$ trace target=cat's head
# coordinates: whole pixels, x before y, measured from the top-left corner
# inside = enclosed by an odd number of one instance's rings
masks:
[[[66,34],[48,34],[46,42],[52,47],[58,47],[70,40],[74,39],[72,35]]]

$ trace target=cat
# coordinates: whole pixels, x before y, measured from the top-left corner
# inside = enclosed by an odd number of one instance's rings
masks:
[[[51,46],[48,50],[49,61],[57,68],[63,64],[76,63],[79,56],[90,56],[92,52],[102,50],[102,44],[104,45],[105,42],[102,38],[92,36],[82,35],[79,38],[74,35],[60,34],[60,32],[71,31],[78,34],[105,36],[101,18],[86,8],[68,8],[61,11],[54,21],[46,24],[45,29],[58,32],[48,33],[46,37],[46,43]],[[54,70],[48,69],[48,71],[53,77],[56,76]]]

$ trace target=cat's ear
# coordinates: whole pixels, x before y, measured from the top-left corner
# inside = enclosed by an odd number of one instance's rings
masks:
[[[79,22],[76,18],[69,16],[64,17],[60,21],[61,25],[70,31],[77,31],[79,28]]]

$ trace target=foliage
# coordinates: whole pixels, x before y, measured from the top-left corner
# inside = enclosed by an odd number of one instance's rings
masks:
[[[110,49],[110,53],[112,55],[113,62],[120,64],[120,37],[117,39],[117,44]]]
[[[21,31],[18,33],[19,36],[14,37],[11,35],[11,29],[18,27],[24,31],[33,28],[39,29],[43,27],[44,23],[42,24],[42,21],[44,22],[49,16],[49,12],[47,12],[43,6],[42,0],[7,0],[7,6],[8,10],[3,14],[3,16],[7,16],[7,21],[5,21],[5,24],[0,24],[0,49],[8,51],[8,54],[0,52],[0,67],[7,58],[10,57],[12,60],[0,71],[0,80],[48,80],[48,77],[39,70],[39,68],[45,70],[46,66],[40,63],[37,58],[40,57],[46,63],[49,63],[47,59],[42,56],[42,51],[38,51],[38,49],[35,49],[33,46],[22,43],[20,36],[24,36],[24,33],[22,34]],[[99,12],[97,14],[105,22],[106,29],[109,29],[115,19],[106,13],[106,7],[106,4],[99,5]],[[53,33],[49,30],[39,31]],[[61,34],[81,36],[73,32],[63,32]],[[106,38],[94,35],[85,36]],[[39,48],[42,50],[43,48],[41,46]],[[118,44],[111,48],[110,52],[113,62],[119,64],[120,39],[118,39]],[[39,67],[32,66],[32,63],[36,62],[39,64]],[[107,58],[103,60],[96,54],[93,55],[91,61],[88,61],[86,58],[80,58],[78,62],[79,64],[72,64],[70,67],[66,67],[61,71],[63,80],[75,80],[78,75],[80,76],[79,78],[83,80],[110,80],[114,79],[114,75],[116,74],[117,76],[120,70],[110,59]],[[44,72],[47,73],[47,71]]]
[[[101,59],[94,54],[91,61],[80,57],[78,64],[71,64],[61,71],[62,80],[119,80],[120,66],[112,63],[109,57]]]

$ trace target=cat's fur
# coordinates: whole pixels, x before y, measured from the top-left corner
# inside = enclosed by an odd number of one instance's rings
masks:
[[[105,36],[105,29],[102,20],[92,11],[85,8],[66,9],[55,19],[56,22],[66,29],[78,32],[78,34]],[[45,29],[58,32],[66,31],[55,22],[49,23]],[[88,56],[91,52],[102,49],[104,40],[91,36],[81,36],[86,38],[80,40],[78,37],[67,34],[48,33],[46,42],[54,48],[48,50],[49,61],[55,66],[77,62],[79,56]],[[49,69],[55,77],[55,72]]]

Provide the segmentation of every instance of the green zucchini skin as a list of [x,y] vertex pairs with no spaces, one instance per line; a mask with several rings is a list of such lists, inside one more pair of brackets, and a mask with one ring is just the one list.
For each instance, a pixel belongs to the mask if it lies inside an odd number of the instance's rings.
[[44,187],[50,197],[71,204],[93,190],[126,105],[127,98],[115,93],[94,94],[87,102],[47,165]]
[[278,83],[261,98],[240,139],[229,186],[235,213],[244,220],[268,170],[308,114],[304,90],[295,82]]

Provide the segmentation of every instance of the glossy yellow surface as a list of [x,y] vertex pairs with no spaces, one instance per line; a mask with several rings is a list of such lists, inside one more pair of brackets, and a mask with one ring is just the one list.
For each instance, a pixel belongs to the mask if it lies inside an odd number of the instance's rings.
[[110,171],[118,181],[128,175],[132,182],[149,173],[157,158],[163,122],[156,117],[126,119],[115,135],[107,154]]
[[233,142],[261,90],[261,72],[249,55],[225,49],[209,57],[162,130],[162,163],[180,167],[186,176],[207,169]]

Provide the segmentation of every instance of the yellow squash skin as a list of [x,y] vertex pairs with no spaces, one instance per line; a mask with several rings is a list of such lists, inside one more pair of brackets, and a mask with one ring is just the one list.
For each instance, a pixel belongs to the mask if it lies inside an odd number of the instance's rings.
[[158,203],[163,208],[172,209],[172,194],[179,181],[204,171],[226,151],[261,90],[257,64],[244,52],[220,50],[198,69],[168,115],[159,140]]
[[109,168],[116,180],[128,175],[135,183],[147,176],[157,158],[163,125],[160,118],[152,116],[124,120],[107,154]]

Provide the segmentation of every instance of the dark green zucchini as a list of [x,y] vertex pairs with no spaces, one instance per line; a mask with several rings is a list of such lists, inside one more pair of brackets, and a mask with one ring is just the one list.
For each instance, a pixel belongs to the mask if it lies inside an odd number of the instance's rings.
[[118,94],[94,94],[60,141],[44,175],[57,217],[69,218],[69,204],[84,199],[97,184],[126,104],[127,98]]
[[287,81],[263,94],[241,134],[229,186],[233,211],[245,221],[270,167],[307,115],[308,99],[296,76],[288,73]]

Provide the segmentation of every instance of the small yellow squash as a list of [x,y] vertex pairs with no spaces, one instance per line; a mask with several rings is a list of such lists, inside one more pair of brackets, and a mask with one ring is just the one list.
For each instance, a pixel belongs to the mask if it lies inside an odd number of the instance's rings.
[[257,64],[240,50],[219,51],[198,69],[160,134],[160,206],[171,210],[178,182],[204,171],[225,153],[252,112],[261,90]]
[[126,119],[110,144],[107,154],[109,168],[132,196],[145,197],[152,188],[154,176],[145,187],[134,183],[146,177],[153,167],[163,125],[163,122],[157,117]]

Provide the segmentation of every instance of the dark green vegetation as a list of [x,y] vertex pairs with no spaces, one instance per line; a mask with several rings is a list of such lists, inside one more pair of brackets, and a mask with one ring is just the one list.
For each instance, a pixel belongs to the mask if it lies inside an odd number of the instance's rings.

□ □ □

▶ WHAT YOU NEED TO DO: Reproduce without any change everything from the line containing "dark green zucchini" down through the last of the lines above, including both that first line and the final one.

▶ RESPONSE TO THE TASK:
Provide the segmentation of every instance of the dark green zucchini as a list of [x,y] vertex pairs with no spaces, one instance per line; a mask with several rings is a list of such lists, inside one more pair of brackets, and a mask with one ring is just the one list.
For each instance, a pixel belongs to the mask if it lies inside an odd number of the instance's rings.
[[118,94],[94,94],[60,141],[44,175],[57,217],[69,218],[69,204],[84,199],[97,184],[126,104],[127,98]]
[[287,81],[263,94],[241,134],[229,186],[233,211],[245,221],[270,167],[307,115],[308,99],[296,76],[288,73]]

Provide the segmentation of every instance of the small yellow squash as a list of [x,y] vertex pairs with no spaces, one instance per line; a mask with several rings is a list of such lists, inside one more pair of brackets, and a mask with one ring is just the one list.
For each instance, a pixel belongs to the mask if it lies inside an odd number of the instance's rings.
[[257,64],[240,50],[219,51],[198,69],[160,134],[160,206],[171,210],[178,182],[204,171],[225,153],[252,112],[261,90]]
[[126,119],[110,144],[107,154],[109,168],[132,196],[145,197],[152,188],[154,176],[145,187],[134,183],[146,177],[153,167],[163,125],[163,122],[157,117]]

Provide the segmentation of every instance of the dark green vegetation as a list of [x,y] vertex pairs with no spaces, one instance per line; a mask with several rings is a list of such lists, inside one more pair of brackets, and a mask with one ring is just the one list.
For each instance, a pixel belongs to the mask if it lies inside an odd number of the instance's rings.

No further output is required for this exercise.